Please render the lines below as a JSON list of strings, one string per line, leaving out any blank lines.

----- Data supplied

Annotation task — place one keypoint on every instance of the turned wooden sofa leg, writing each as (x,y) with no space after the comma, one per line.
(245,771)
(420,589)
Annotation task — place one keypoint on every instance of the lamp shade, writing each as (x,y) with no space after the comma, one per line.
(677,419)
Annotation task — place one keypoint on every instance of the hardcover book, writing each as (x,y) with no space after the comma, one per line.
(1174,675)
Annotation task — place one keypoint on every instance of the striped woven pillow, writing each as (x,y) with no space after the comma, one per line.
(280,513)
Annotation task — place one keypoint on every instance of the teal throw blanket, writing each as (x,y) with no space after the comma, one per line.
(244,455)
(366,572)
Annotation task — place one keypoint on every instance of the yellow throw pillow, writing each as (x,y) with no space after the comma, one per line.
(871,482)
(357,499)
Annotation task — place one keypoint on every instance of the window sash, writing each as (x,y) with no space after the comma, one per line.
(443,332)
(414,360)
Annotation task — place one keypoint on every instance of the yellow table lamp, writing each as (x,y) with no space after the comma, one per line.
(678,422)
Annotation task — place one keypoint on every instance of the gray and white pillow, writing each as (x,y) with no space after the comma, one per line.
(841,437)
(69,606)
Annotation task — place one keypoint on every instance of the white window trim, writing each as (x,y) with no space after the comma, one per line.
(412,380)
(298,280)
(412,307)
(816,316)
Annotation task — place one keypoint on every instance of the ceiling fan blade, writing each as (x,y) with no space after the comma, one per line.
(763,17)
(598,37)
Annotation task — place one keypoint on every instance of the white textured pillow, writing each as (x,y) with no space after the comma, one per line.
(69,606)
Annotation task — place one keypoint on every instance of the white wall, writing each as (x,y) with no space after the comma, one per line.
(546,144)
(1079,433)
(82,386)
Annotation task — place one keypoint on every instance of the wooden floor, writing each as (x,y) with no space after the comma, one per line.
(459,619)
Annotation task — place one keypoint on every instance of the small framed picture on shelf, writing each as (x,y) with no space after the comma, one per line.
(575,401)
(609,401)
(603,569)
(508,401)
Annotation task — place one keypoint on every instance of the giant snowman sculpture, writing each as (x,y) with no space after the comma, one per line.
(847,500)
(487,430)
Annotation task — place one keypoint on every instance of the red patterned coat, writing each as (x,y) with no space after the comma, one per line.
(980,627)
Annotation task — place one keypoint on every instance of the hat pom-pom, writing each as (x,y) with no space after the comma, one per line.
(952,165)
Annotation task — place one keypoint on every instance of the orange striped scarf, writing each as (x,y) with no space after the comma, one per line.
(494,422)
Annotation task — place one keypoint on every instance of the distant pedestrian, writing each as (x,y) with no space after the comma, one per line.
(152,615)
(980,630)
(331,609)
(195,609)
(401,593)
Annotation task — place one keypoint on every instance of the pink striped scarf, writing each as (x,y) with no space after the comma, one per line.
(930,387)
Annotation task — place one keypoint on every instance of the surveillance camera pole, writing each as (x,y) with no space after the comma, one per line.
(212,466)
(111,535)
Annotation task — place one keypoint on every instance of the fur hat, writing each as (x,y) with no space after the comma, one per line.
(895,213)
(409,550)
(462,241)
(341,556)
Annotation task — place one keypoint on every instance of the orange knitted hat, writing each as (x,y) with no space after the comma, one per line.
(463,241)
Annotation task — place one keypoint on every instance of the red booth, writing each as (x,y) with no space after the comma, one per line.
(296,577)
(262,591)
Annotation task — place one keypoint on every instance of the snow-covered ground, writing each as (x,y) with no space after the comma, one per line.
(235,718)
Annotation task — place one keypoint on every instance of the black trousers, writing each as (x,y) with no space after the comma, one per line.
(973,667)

----------

Written reply:
[
  "Annotation task — place one keypoint on every instance of the turned wooden sofa leg, writing each as (x,y) with no space after the comma, one per line.",
  "(245,771)",
  "(420,589)",
  "Annotation task — place one keypoint on every instance of the lamp shade, writing each as (x,y) with no space after the comma, one per line.",
  "(677,419)",
  "Annotation task — place one keypoint on every instance of the hardcover book, writing each as (x,y) with no space after the comma, one per line.",
  "(1174,675)",
  "Annotation task — place one keypoint on every instance of the striped woven pillow, writing each as (x,y) with no space after the comma, one per line.",
  "(280,513)",
  "Annotation task — place one keypoint on every instance of the teal throw blanket, writing each as (x,y) with no space after the comma, one per line.",
  "(244,455)",
  "(366,572)",
  "Annotation task — place one keypoint on every instance of the yellow throw pillow, writing each as (x,y) with no space after the comma, one per line.",
  "(871,482)",
  "(357,499)",
  "Annotation task — place one keypoint on every instance of the window sash, writing each as (x,y) with no space after the comma, one per line.",
  "(443,332)",
  "(414,360)",
  "Annotation task — place one keypoint on every instance of the yellow table lamp, writing each as (x,y) with no space after the comma, one per line.",
  "(678,422)",
  "Annotation task — place one keypoint on every instance of the gray and white pillow, writing each as (x,y) with no space after the comma, one per line.",
  "(841,437)",
  "(69,606)",
  "Annotation task — place one keypoint on every instance of the white window trim, writing each as (x,y) with no space after the comma, one per line.",
  "(412,380)",
  "(298,280)",
  "(412,307)",
  "(816,316)",
  "Annotation task — place one keypoint on every instance of the ceiling fan blade, writing each as (x,y) with no space after the comma, one per line.",
  "(763,17)",
  "(598,37)",
  "Annotation task — place one keypoint on every instance of the white textured pillow, writing each as (x,y) with no space after the comma, one per line.",
  "(69,606)",
  "Annotation task — place one keypoint on every instance of the white wall, writing each as (x,y) with no space after the comma, one per line.",
  "(546,144)",
  "(1079,433)",
  "(82,386)",
  "Annotation task — place one keypoint on every instance of the wooden floor, writing each as (x,y) with no space after the comma, one per line.",
  "(459,619)",
  "Annotation task — place one keypoint on every instance of the small framed picture on shelf, writing each as (x,y) with no space after the comma, one per line.",
  "(575,401)",
  "(609,401)",
  "(603,569)",
  "(508,401)",
  "Annotation task — place one keypoint on every instance of the giant snowman sculpture, writing each as (x,y) with no space after the comma, one per line.",
  "(847,500)",
  "(487,430)",
  "Annotation task — place one keypoint on every instance of the red patterned coat, writing each as (x,y) with no space after the comma, one per line.",
  "(980,627)",
  "Annotation task — place one keypoint on every instance of the hat pom-pom, writing each as (x,y) with no space after the comma, one per line.",
  "(952,165)",
  "Annotation task — place one keypoint on every instance of the orange striped scarf, writing each as (x,y) with no space after the comma, one per line.",
  "(494,422)",
  "Annotation task — place one keypoint on every instance of the distant pedestrian, writing each as (x,y) with no space after the comma, one per line.",
  "(152,615)",
  "(980,630)",
  "(331,609)",
  "(195,609)",
  "(401,593)",
  "Annotation task — place one keypoint on every instance of the pink striped scarf, writing each as (x,y) with no space after the comma, one per line.",
  "(930,387)",
  "Annotation task — place one keypoint on every instance of the surveillance camera pole, writing each as (x,y) with no space after the comma, one per line.",
  "(212,466)",
  "(111,535)",
  "Annotation task — place one keypoint on every instance of the fur hat, writing each as (x,y) with no space after the comma, one per line.",
  "(895,213)",
  "(409,550)",
  "(462,241)",
  "(341,556)",
  "Annotation task — place one keypoint on every instance of the orange knitted hat, writing each as (x,y) with no space after the comma, one per line.",
  "(463,241)",
  "Annotation task — place one keypoint on every instance of the red booth, writing each as (x,y) with no space after the comma, one per line.",
  "(296,577)",
  "(262,591)",
  "Annotation task — place one keypoint on every instance of the snow-covered ground, writing each as (x,y) with no space after the comma, one per line.",
  "(235,718)",
  "Annotation task — place one keypoint on every instance of the black trousers, writing each as (x,y) with no space after the comma, one per line.",
  "(973,667)"
]